▶ THE TASK: Copy out the stretch from the start of the records through the line containing "(1093, 191)", keeping the requests, and shift every coordinate in the answers by adding 137 to each number.

▼

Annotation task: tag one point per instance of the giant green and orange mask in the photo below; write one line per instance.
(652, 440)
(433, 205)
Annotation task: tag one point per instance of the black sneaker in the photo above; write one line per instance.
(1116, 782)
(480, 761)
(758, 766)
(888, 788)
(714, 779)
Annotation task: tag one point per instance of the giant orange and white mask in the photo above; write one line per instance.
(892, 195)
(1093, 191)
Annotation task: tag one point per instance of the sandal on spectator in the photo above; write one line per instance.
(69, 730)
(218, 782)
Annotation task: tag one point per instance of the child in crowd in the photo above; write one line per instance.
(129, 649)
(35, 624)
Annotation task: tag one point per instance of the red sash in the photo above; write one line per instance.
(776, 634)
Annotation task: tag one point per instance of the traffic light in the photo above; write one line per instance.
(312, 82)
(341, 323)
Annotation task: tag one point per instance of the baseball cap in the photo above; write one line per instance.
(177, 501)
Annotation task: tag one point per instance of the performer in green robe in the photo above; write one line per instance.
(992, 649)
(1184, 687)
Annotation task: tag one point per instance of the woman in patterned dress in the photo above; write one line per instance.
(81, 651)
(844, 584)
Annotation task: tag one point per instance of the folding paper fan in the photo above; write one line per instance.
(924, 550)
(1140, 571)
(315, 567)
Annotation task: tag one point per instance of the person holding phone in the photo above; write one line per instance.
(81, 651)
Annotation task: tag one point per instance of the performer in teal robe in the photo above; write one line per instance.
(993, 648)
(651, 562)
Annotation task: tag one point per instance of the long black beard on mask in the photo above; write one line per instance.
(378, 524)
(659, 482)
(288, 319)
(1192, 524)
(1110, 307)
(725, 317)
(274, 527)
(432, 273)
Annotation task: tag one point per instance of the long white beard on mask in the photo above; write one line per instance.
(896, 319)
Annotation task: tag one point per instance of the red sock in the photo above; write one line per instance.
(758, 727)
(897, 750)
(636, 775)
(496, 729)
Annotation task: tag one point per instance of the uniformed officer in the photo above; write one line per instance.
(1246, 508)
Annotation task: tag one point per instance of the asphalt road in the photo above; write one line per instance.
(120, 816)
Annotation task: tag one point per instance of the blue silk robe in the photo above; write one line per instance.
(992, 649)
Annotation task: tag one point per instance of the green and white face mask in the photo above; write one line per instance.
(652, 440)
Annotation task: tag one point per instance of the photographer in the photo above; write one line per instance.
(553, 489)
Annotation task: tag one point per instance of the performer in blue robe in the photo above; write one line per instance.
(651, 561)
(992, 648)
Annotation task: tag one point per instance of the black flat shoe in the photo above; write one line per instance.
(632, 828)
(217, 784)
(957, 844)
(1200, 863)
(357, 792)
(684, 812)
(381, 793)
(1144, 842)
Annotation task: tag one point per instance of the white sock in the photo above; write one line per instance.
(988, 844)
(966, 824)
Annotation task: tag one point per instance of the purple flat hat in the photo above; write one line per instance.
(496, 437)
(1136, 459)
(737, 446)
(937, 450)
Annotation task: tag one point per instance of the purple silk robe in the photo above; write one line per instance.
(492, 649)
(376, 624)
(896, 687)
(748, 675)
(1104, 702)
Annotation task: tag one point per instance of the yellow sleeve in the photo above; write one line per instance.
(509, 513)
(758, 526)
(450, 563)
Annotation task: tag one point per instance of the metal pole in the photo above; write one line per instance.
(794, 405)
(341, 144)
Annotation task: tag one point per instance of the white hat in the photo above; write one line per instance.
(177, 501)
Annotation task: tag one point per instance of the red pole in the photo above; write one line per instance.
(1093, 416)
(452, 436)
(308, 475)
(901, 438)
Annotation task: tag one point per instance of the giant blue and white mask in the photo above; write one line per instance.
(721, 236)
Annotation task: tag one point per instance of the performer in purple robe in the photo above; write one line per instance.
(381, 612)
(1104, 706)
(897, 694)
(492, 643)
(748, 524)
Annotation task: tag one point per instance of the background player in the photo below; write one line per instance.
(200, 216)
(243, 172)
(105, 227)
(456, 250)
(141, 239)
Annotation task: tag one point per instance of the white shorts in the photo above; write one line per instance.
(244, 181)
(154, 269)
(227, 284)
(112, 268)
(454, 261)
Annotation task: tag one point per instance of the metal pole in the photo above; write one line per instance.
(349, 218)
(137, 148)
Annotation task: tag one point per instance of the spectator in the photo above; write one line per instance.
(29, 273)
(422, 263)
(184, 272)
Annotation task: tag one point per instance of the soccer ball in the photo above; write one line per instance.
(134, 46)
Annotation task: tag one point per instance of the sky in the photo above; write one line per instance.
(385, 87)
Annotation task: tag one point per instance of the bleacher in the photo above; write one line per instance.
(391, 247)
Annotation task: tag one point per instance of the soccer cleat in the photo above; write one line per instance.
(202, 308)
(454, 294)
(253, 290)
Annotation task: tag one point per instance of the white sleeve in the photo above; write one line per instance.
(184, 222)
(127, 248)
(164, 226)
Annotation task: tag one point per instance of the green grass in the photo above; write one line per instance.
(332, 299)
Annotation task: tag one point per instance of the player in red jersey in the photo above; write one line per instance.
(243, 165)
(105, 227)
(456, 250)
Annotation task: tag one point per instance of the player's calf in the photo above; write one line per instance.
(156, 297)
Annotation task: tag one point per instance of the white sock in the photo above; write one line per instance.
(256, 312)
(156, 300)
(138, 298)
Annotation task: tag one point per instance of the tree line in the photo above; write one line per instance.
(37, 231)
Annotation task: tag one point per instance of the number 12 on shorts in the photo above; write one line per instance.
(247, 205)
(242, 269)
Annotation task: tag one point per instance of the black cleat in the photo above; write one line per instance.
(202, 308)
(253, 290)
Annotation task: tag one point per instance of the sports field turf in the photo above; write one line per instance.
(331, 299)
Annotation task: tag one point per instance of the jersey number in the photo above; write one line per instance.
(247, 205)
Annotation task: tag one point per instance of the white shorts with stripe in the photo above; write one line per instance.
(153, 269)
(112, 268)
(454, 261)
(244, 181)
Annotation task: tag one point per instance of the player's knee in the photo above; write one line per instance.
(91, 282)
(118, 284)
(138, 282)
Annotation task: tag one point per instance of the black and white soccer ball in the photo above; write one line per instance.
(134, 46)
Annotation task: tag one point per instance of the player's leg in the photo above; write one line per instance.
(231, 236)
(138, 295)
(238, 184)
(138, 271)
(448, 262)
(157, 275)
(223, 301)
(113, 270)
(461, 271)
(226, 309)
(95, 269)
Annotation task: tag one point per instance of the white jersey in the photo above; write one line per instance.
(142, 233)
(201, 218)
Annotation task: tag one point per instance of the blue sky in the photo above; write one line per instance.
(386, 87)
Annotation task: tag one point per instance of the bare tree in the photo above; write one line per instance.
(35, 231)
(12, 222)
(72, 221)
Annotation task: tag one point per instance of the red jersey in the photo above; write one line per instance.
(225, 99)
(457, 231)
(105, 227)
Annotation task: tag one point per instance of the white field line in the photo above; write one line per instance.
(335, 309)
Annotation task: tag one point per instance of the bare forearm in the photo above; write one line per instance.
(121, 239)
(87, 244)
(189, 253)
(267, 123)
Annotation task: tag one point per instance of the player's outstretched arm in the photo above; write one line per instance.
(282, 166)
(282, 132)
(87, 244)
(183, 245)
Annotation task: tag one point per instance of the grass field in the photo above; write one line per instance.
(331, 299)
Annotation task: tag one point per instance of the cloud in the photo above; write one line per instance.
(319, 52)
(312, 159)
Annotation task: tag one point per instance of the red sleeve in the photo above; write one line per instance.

▲

▶ COMPLETED EXERCISE:
Annotation task: tag one point per instance of the giant green and orange mask in the photo below; write one line per instance.
(789, 577)
(570, 342)
Annotation task: tag one point per instance of the black sneaker in the photo above; write one line per instance.
(1253, 919)
(617, 898)
(895, 903)
(1025, 925)
(851, 916)
Annotation task: tag one point per instance of the giant orange and white mask in the photo above; write one line per instance.
(1029, 332)
(1230, 328)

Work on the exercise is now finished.